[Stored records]
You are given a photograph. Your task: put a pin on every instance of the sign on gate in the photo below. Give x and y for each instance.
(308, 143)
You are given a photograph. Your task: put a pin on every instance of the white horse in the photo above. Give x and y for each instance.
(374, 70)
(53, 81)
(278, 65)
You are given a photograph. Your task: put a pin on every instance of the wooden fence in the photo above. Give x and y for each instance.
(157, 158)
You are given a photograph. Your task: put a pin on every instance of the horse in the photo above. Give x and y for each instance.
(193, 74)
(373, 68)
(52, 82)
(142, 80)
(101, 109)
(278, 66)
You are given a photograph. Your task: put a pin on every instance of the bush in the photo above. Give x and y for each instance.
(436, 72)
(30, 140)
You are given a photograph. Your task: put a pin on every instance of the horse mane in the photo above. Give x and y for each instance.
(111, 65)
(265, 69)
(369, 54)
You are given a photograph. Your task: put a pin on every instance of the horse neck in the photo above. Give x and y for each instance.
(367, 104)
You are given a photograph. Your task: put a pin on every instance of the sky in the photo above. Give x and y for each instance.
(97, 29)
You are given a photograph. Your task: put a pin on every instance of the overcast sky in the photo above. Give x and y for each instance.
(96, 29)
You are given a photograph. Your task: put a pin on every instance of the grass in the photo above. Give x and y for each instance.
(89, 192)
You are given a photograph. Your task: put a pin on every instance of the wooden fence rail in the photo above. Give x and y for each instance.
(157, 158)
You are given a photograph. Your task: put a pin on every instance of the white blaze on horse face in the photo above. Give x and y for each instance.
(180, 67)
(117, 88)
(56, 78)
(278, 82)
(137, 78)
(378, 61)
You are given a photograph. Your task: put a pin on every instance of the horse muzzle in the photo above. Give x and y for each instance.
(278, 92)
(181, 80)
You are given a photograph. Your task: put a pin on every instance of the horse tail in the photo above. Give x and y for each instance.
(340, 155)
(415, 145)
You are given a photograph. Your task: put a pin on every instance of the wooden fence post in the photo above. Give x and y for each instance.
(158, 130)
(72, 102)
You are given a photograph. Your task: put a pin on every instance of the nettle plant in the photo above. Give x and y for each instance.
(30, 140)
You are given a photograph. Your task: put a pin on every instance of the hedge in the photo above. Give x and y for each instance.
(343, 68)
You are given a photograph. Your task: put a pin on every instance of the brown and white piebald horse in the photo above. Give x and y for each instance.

Your goal>
Convert the material above into a numbered list with one entry per line, skipping any blank lines.

Answer to this task>
1. You are given a photograph. Your task: put a pin on every instance of the sign on gate in the photo below. Give x and y for each instance.
2. (308, 143)
3. You are given a photograph. Your task: put a pin on every instance of the white horse in the photo above. Give x and y for each instance.
4. (374, 70)
5. (53, 81)
6. (278, 65)
7. You are given a photograph. Your task: put a pin on every instance of the wooden fence in the photo above. Give x and y for each instance.
8. (157, 158)
9. You are given a photograph. Your task: put a pin on every instance of the horse in the photo above. Give x and y for each instance.
10. (193, 74)
11. (373, 68)
12. (52, 82)
13. (142, 80)
14. (101, 109)
15. (278, 66)
16. You are given a photograph. Your task: put a pin on every instance of the bush in the photo above. Give x and y for each instance.
17. (436, 72)
18. (30, 140)
19. You are given a photograph. Your task: put a pin on every instance of the horse mane in the photo above. Give x and y for each instance.
20. (111, 65)
21. (265, 69)
22. (369, 54)
23. You are given a photograph. Your task: put a pin on every instance of the horse neck in the photo above. Give x and y for each instance.
24. (367, 104)
25. You are given a photograph. Your task: put a pin on every instance of the sky in the photo above. Give x and y for each instance.
26. (97, 29)
27. You are given a photograph. Your task: put a pin on every instance of the overcast sky in the photo above. Give x and y for each instance.
28. (96, 29)
29. You are given a photograph. Your task: put a pin on every instance of the grass in the photo above. Give x and y for each instance.
30. (89, 192)
31. You are given a photograph. Your task: put a pin on every instance of the wooden fence rail in the photo above. Give x and y for each instance.
32. (157, 158)
33. You are given a photograph. Your task: put a pin on every instance of the white blaze on horse face in the photo above. Give x and y for each instance.
34. (180, 67)
35. (117, 88)
36. (56, 78)
37. (278, 82)
38. (137, 78)
39. (378, 61)
40. You are given a photograph. Your task: put a pin on every instance of the horse muzzle in the photo above. Give x and y for each instance.
41. (278, 92)
42. (181, 80)
43. You are given a photograph. Your task: put a pin on every instance of the horse tail in the photo above. Give x and y for each instance.
44. (340, 155)
45. (415, 145)
46. You are given a photograph. Your task: put a pin on every instance of the wooden fence post in the photo above. Give x and y for each instance.
47. (158, 130)
48. (72, 102)
49. You are given a photograph. Your task: put a pin on every instance of the nettle plant in the photo above. Give x and y for each instance.
50. (30, 140)
51. You are given a photograph. Your task: put a pin on every instance of the hedge in the photo above. Give x and y for each instance.
52. (343, 68)
53. You are given a photograph. Your task: put a pin on every instance of the brown and white piebald horse in the photo above. Give x and y for each instance.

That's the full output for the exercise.